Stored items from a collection
----
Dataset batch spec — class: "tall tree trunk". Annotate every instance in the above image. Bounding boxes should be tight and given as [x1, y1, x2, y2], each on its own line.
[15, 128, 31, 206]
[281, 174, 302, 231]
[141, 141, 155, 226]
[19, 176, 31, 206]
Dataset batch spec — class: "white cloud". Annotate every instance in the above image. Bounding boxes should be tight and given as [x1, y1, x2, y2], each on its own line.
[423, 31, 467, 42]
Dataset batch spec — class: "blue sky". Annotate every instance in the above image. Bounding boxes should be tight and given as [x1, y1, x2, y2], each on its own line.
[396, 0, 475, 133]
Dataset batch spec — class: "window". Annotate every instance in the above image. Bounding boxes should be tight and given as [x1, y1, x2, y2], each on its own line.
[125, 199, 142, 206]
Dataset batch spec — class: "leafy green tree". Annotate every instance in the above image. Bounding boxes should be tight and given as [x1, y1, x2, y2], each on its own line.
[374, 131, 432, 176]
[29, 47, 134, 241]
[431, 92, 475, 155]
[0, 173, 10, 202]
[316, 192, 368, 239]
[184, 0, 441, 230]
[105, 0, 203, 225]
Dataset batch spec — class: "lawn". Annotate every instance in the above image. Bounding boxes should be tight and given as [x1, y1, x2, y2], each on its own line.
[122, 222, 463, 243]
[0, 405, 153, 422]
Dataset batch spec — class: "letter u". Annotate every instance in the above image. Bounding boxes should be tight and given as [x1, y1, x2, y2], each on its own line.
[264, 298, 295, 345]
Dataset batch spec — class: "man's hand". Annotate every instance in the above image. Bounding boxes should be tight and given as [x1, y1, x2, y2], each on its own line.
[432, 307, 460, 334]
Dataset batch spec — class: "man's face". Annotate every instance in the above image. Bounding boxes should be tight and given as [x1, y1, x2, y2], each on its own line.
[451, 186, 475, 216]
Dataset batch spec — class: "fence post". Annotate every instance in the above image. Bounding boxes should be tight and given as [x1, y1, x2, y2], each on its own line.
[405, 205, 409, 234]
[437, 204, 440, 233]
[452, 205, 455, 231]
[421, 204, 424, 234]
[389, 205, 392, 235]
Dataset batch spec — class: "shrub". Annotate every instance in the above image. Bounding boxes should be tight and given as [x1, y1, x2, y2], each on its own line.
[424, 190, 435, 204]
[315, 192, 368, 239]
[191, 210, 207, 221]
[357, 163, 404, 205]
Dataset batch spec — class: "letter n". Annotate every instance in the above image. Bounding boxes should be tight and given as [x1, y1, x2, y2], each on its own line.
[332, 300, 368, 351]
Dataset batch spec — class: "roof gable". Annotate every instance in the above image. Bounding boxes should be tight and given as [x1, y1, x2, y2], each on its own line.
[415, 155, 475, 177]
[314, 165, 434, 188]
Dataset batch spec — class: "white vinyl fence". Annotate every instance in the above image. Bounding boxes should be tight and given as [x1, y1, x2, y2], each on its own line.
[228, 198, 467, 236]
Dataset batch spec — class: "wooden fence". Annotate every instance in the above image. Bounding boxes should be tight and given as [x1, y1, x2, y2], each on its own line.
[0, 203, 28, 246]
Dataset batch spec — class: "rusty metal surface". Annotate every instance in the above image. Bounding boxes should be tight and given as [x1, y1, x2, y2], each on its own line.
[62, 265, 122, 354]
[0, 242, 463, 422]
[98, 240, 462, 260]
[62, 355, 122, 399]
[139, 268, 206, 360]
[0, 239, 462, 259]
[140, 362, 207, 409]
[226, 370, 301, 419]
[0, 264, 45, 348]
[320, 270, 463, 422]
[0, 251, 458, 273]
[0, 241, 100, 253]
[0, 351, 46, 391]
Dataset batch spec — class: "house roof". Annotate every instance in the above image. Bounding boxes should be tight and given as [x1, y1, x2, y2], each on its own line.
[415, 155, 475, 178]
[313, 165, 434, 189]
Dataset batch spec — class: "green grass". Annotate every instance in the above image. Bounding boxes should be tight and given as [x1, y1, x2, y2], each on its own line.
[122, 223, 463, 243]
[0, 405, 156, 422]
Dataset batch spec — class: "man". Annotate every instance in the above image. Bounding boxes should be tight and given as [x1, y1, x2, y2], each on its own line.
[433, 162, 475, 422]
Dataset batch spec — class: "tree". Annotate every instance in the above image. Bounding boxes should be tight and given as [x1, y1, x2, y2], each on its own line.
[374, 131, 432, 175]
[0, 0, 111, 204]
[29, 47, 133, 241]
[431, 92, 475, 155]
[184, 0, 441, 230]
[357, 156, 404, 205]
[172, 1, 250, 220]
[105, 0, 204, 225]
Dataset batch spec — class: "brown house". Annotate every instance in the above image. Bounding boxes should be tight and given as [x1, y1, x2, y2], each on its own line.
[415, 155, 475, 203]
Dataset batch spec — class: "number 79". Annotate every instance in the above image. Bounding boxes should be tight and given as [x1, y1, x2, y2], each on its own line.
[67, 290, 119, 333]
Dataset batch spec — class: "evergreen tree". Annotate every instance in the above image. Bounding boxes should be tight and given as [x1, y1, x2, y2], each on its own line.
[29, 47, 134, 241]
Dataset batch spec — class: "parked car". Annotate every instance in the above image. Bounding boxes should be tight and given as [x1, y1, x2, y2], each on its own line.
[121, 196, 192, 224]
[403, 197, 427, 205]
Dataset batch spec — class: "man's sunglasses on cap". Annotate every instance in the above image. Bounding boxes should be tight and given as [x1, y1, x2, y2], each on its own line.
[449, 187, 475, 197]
----
Every line must be copied exactly as it stands above.

Your solution
Dataset batch spec — class: "tall tree trunk". Annotate every instance in the above image. Bounding boxes should be tight and given as [x1, y1, x2, y2], each on its own line.
[15, 128, 31, 206]
[281, 174, 302, 231]
[141, 141, 155, 226]
[19, 176, 31, 206]
Dataset batch spec — class: "white cloud". Annotate every instance in the above image. Bounding boxes should be tight and given as [x1, y1, x2, y2], each on its own line.
[423, 31, 467, 42]
Dataset batch spec — class: "blue sky". Annotate every instance in the above image. Bounding boxes should be tight and given as [x1, y1, x2, y2], each on its own line.
[396, 0, 475, 133]
Dataset batch spec — class: "window". Annotate every instance in the above image. Bounding boxes should be tight and given as [x1, y1, x2, y2], each on its own line.
[125, 199, 142, 206]
Dataset batch spec — class: "leafy green tree". Annotate every instance in the above image. Bounding boxes should be tight and given as [x1, y1, x2, y2], each on its own line.
[374, 131, 432, 176]
[29, 47, 134, 241]
[431, 92, 475, 155]
[0, 173, 10, 202]
[316, 192, 368, 239]
[184, 0, 441, 230]
[105, 0, 203, 225]
Dataset batch spec — class: "lawn". Annotate every instance in the above image. Bounding boxes should be tight and given as [x1, y1, x2, y2], each on its own line.
[122, 222, 463, 243]
[0, 405, 153, 422]
Dataset batch spec — class: "letter u". Annotate every instance in the above image. Bounding boxes should be tight and given as [x1, y1, x2, y2], each on its own line.
[264, 298, 295, 345]
Dataset batch spec — class: "man's hand". Annotate every instance in the above image. Bounding boxes should be tight and given as [x1, y1, x2, y2], each on its own line.
[432, 307, 460, 334]
Dataset batch spec — class: "man's face". Annotate every instance in the above image. Bounding boxes should be tight and given as [x1, y1, x2, y2], each on its own line.
[451, 186, 475, 216]
Dataset batch spec — class: "fence post". Annotate every instance in the above image. Bounding boxes should be tight and given as [x1, y1, x2, y2], each on its own line.
[405, 205, 409, 234]
[437, 204, 440, 233]
[452, 205, 455, 231]
[421, 204, 424, 234]
[389, 205, 392, 235]
Dataset batch spec — class: "shrub". Annotate every instance in the above image. Bounding boxes should be tight and given as [x1, y1, x2, y2], each on its own line.
[424, 190, 435, 204]
[315, 192, 368, 239]
[191, 210, 207, 221]
[357, 163, 404, 205]
Dataset batch spec — class: "letter n". Annotate every instance in the above image. Bounding boxes should be tight and given as [x1, y1, x2, y2], each on its own line.
[332, 300, 368, 351]
Dataset batch spec — class: "roof gable". Annotate every instance in the above image. Bounding boxes should be tight and given as [x1, y1, x2, y2], each on its own line.
[415, 155, 475, 177]
[314, 165, 434, 188]
Dataset batch spec — class: "white vinyl fence". Annotate every instance in the above image. Bounding boxes should be tight and given as [x1, y1, x2, y2], each on its own line.
[228, 198, 467, 236]
Dataset batch spec — class: "wooden fence". Annotate every instance in the above image. Bounding boxes should be tight and given as [x1, y1, x2, y2], each on its own line.
[0, 203, 28, 246]
Dataset batch spec — class: "rusty metal surface". Annotate every instance in the above image. Bounding boxes should be tight and given as [x1, y1, x2, y2], each on its own line.
[62, 265, 122, 354]
[0, 242, 463, 422]
[98, 240, 462, 260]
[62, 355, 122, 399]
[139, 268, 206, 360]
[0, 239, 462, 259]
[140, 362, 207, 409]
[226, 370, 301, 419]
[0, 264, 45, 348]
[320, 270, 463, 422]
[0, 251, 458, 273]
[0, 241, 100, 253]
[0, 351, 46, 391]
Dataset batch spec — class: "house roof". Annotate every instance in the above image. Bounding boxes should be tight and given as [x1, y1, x2, y2], each on its own line.
[415, 155, 475, 178]
[313, 165, 434, 189]
Dataset batch spec — class: "green grass". Annotate every instance in the above image. Bounding boxes should be tight and given as [x1, y1, x2, y2], each on its own line.
[122, 223, 463, 243]
[0, 405, 156, 422]
Dataset batch spec — class: "man". Annotate every instance in the above image. Bounding boxes should be tight and given as [x1, y1, x2, y2], each on its own line.
[433, 162, 475, 422]
Dataset batch spec — class: "tree". Annotate every instance in the above image. Bounding boxes should be tight and given as [x1, y1, x2, y2], each on its own line.
[374, 131, 432, 175]
[0, 0, 111, 204]
[29, 47, 133, 241]
[431, 92, 475, 155]
[184, 0, 441, 230]
[357, 156, 404, 205]
[172, 1, 250, 220]
[105, 0, 204, 225]
Dataset batch spec — class: "brown house". Annotate every instance in the above image. Bounding boxes should be tight and given as [x1, y1, x2, y2], each on its own line.
[415, 155, 475, 203]
Dataset batch spec — class: "number 79". Annotate every instance in the above image. Bounding boxes should be tight and given as [x1, y1, x2, y2], each on its own line.
[67, 290, 119, 333]
Dataset batch spec — class: "evergreen tree". Annotate every instance in the above image. Bounding boxes should be tight and given as [x1, y1, x2, y2], each on its own line.
[29, 47, 134, 241]
Dataset batch spec — class: "parked car". Annotate every instance in the above image. Bounding boxes should be tight and given as [x1, y1, x2, y2], each on its own line.
[121, 196, 192, 224]
[403, 197, 427, 205]
Dataset batch spec — class: "man's sunglasses on cap". Annotate every instance in the above image. Bounding boxes should be tight and given as [x1, y1, x2, y2], each on its own line.
[449, 187, 475, 197]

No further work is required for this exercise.